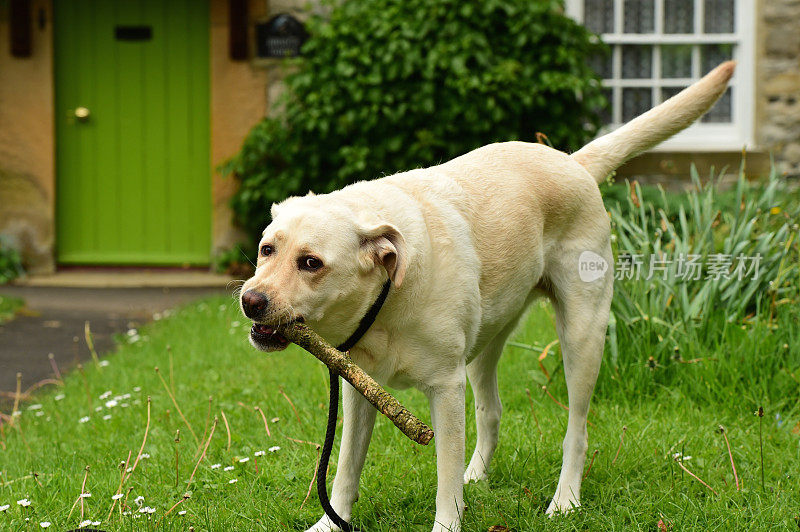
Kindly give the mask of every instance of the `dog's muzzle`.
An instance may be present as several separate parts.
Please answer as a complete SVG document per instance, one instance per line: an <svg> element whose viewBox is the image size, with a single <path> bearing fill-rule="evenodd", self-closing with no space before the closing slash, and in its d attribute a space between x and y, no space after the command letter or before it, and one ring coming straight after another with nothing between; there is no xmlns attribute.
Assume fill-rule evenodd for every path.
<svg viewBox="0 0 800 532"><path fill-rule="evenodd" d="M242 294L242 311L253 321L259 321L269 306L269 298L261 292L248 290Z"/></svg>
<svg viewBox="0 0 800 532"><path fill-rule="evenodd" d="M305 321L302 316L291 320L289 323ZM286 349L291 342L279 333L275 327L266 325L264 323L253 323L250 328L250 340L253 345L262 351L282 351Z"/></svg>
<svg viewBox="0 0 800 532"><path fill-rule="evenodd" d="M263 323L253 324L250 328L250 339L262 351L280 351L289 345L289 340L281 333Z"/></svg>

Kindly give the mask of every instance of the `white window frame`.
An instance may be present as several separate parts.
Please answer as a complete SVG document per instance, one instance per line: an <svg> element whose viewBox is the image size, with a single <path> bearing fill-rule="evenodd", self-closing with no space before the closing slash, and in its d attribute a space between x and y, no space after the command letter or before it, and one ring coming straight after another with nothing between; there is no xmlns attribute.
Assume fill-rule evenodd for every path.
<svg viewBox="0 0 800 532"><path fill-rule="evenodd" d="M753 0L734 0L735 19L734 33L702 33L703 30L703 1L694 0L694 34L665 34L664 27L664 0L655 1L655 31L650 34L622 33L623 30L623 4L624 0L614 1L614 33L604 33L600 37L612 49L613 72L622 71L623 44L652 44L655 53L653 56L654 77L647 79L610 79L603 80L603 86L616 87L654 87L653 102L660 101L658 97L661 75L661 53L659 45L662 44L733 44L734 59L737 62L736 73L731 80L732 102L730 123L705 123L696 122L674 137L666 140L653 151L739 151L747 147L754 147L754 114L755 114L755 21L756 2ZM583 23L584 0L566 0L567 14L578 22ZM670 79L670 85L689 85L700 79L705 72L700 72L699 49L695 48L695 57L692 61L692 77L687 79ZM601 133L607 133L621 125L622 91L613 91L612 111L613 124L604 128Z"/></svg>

===============

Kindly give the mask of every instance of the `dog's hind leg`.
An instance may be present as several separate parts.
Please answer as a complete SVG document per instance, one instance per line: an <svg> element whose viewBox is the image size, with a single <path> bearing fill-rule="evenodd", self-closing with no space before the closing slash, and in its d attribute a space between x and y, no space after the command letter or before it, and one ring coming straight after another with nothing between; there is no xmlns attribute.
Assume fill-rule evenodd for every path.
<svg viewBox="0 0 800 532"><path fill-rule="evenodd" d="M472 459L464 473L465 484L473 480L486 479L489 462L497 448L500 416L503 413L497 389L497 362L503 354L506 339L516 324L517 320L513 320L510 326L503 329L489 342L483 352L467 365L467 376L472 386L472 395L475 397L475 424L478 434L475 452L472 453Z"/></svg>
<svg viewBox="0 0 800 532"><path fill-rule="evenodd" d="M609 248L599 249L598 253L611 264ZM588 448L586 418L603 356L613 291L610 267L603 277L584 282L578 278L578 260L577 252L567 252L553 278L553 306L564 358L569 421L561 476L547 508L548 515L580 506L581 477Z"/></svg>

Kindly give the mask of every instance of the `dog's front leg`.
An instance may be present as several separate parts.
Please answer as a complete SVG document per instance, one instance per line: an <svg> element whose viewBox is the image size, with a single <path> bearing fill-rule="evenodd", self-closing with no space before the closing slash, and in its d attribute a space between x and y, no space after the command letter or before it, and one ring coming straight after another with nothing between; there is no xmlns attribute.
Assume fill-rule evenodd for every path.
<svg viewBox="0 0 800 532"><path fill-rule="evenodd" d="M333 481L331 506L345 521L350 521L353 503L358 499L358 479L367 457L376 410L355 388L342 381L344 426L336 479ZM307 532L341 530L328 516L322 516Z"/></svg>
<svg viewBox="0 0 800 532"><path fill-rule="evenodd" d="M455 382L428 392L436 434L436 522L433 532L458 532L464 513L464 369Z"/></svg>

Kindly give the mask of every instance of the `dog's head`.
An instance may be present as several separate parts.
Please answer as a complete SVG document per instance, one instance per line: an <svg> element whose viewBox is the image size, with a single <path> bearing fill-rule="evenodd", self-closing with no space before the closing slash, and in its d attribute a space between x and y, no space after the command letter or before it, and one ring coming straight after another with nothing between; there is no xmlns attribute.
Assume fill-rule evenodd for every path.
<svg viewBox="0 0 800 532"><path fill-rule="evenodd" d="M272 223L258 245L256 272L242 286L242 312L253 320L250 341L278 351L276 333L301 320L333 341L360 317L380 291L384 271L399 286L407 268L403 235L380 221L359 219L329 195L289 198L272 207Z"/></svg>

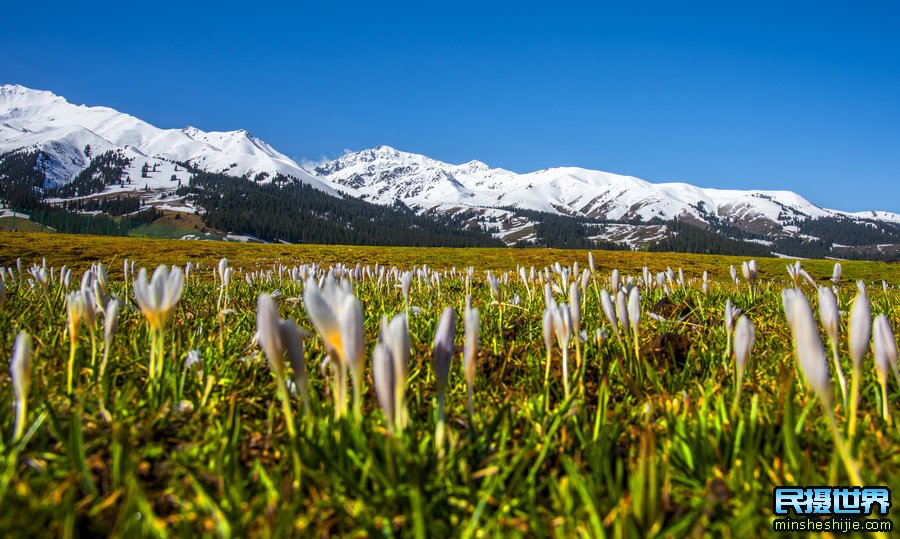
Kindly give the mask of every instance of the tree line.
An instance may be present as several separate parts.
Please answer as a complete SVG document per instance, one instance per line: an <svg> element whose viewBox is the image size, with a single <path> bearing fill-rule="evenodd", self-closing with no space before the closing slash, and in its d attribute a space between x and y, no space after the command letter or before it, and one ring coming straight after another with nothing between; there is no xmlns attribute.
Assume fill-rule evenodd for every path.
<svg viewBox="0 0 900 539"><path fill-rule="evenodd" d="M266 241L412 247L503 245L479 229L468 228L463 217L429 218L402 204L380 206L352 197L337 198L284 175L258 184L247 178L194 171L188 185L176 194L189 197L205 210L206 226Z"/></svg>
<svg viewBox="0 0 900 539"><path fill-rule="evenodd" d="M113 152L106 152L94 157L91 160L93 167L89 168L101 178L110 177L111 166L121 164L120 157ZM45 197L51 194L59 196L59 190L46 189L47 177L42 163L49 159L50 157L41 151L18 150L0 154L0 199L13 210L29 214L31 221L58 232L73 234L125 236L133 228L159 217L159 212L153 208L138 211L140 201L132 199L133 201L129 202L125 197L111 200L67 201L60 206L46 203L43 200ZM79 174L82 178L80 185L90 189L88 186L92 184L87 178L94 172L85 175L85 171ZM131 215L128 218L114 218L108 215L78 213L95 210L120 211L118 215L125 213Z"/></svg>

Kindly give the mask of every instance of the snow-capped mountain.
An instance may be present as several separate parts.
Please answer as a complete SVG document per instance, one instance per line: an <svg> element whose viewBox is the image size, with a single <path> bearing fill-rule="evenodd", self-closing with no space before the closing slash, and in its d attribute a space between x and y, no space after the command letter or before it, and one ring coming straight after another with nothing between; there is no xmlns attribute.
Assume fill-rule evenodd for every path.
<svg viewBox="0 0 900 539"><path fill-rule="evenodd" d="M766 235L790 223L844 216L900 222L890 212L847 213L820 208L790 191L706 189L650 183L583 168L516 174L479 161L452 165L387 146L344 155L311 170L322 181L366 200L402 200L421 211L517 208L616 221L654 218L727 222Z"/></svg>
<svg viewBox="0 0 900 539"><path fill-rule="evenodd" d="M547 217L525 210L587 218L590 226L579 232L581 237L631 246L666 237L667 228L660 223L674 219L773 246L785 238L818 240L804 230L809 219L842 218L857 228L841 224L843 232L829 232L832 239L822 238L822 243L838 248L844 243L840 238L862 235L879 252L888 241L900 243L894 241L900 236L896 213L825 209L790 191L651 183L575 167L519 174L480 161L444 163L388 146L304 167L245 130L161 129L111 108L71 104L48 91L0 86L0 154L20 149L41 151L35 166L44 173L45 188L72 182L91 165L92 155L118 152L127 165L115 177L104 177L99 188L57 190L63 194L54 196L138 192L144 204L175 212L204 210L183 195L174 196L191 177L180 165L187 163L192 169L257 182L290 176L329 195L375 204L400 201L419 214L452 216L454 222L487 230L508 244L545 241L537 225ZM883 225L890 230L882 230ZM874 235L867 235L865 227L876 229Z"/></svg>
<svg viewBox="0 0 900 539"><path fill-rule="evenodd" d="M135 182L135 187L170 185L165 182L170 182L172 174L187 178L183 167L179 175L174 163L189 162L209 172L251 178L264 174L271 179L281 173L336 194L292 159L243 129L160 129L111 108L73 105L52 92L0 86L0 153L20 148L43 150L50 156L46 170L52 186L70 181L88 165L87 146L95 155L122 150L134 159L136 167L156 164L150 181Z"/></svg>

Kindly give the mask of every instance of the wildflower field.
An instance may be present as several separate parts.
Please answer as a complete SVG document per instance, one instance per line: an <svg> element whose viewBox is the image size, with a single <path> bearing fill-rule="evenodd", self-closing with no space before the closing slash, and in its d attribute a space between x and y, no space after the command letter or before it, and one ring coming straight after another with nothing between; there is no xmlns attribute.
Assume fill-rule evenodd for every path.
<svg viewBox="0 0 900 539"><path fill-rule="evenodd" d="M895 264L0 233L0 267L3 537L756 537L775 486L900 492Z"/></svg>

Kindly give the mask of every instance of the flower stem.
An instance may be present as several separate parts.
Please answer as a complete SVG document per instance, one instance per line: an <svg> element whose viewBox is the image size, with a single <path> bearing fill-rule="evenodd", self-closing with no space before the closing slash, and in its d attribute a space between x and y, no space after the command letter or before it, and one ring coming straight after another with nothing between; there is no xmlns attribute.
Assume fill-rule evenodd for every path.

===============

- **WHAT THIS TASK INVOLVES**: Search the entries for "Kindly" and show every line that has it.

- **SOLVED PROBLEM**:
Kindly give the mask of every instance of the `dog's muzzle`.
Kindly give the mask of every instance of the `white window frame`.
Kindly give the mask of every instance of the `dog's hind leg`.
Kindly give the mask of every instance of the `dog's front leg`.
Kindly give the mask of every instance of the `dog's head`.
Kindly give the mask of every instance of the tree line.
Kindly give the mask of every instance of the snow-capped mountain.
Kindly give the mask of every instance of the wildflower field.
Kindly give the mask of every instance of the flower stem.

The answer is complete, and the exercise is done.